((

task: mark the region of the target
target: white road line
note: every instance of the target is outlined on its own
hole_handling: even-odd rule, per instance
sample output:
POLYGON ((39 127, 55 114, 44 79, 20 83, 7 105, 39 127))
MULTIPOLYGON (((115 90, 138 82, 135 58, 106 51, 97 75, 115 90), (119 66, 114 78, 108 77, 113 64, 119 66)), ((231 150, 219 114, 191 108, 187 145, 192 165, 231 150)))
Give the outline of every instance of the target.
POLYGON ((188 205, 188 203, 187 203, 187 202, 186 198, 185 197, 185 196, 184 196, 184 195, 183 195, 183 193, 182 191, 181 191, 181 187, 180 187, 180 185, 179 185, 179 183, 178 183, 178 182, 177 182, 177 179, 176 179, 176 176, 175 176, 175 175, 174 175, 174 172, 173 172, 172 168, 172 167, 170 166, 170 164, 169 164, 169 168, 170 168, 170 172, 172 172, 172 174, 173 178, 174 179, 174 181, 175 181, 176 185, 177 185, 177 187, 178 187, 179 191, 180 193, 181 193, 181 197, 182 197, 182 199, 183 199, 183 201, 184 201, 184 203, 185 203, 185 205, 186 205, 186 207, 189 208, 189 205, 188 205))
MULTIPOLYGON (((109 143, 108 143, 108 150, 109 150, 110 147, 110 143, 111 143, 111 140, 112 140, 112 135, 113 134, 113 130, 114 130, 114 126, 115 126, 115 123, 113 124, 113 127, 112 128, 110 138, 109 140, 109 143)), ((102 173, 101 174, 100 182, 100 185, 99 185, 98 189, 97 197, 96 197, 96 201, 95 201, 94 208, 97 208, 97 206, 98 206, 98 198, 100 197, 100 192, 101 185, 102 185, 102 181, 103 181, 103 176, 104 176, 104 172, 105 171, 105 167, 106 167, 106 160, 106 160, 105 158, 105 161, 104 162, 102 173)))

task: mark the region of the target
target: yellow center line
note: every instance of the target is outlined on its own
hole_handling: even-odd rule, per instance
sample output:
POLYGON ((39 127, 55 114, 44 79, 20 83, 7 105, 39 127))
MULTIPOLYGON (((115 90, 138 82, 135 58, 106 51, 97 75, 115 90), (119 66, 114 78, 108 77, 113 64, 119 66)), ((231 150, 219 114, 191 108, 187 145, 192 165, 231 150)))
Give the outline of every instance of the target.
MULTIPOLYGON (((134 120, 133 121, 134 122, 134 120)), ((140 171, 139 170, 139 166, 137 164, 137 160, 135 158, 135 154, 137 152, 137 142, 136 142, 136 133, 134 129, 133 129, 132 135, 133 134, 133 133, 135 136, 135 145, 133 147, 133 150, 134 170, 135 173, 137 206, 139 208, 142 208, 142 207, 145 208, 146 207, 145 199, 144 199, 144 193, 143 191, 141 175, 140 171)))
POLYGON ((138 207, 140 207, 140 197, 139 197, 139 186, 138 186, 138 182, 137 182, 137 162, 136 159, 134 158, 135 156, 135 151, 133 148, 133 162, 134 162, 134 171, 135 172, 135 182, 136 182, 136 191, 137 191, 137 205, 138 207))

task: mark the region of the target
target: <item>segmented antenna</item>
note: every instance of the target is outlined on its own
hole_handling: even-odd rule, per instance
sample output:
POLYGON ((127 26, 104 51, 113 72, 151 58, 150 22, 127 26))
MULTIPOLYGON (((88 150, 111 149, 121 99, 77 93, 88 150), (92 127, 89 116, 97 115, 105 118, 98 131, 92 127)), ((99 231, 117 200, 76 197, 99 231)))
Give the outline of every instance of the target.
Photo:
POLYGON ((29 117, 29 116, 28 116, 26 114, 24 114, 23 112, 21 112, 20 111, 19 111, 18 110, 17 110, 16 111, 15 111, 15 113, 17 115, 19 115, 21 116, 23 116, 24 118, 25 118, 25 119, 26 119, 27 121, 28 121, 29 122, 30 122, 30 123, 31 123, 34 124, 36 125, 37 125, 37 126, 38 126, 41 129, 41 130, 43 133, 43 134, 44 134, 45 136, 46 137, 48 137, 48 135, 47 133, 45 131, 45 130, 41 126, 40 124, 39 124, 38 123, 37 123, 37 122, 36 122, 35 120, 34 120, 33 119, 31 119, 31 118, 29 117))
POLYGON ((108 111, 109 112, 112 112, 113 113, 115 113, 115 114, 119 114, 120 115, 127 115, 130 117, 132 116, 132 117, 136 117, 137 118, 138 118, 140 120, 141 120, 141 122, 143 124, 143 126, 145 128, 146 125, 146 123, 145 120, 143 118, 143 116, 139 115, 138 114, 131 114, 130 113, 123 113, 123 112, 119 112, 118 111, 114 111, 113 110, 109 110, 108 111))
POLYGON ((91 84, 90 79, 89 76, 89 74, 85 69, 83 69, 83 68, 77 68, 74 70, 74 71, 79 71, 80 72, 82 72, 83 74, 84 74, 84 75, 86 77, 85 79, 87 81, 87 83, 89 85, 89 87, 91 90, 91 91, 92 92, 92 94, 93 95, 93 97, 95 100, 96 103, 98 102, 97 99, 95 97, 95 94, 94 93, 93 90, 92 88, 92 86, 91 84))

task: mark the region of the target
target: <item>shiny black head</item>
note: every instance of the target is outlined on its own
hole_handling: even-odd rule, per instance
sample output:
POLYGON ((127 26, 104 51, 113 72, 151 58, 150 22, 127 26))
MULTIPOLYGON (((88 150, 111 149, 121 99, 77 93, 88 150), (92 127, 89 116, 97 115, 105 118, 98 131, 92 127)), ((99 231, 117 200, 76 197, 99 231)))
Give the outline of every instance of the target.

))

▶ Problem to work on
Can you convert the records from the start up to and including the line with "MULTIPOLYGON (((109 143, 108" into a Markdown table with the columns Row and Line, numbering each line and leaving out blank ones?

▶ Response for this exercise
| Row | Line |
|---|---|
| 1 | task: mark the region of the target |
| 2 | target: white road line |
| 3 | note: every instance of the target is outlined on its own |
| 4 | hole_handling: even-odd rule, per instance |
| 5 | sample output: |
| 6 | POLYGON ((39 127, 55 114, 44 79, 20 83, 7 105, 39 127)) |
| 7 | MULTIPOLYGON (((115 90, 138 82, 135 58, 106 51, 97 75, 115 90), (119 66, 114 78, 108 77, 113 64, 119 66)), ((231 150, 219 114, 191 108, 187 145, 192 165, 231 150))) |
| 8 | Give the outline of every instance of the target. |
| 9 | POLYGON ((188 205, 188 203, 187 203, 187 202, 186 198, 185 197, 185 196, 184 196, 184 195, 183 195, 183 193, 182 191, 181 191, 181 187, 180 187, 180 185, 179 185, 179 183, 178 183, 178 182, 177 182, 177 179, 176 179, 176 176, 175 176, 175 175, 174 175, 174 172, 173 172, 172 168, 172 167, 170 166, 170 164, 169 164, 169 168, 170 168, 170 172, 172 172, 172 174, 173 178, 174 179, 174 181, 175 181, 176 185, 177 185, 177 187, 178 187, 179 191, 180 193, 181 193, 181 197, 182 197, 182 199, 183 199, 183 201, 184 201, 184 203, 185 203, 185 205, 186 205, 186 207, 189 208, 189 205, 188 205)) |
| 10 | MULTIPOLYGON (((109 143, 108 143, 108 150, 109 150, 110 147, 110 143, 111 143, 111 140, 112 140, 112 135, 113 134, 113 130, 114 130, 114 126, 115 126, 115 123, 113 124, 113 127, 112 128, 110 138, 109 140, 109 143)), ((102 173, 101 174, 100 182, 100 185, 99 185, 98 189, 97 197, 96 197, 96 201, 95 201, 94 208, 97 208, 97 206, 98 206, 98 198, 100 197, 100 192, 101 185, 102 185, 102 181, 103 181, 103 176, 104 176, 104 172, 105 171, 105 167, 106 167, 106 160, 106 160, 105 158, 105 161, 104 162, 102 173))) |